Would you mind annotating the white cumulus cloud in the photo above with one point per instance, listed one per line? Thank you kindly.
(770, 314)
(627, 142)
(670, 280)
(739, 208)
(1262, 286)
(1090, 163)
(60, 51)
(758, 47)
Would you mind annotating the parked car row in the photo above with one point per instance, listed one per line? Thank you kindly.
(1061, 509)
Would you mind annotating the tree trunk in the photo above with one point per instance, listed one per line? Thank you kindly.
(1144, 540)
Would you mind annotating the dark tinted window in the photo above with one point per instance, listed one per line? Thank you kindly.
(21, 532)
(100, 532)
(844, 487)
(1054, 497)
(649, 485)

» WORK INSTRUCTION: Print each line of the data exactly as it was written.

» EXERCISE ANSWER:
Would you mind annotating the white cumulus cloud in the photo above with one point per instance, listed one per line? Thank you kindly.
(770, 314)
(627, 142)
(670, 280)
(739, 208)
(1262, 286)
(1090, 163)
(60, 51)
(758, 47)
Would you mind annotating the parked car row in the photo above with one point per instance, listed one per line? Thank you kindly.
(1061, 509)
Would you mind annotating the tree trunk in the photo above with one point per instance, listed one per line? Thank you kindly.
(1144, 540)
Would you mind annotating the dark tinted window in the photo above with one point per instance, listed one per line? Thank you kindly.
(21, 532)
(100, 532)
(844, 487)
(1054, 497)
(649, 485)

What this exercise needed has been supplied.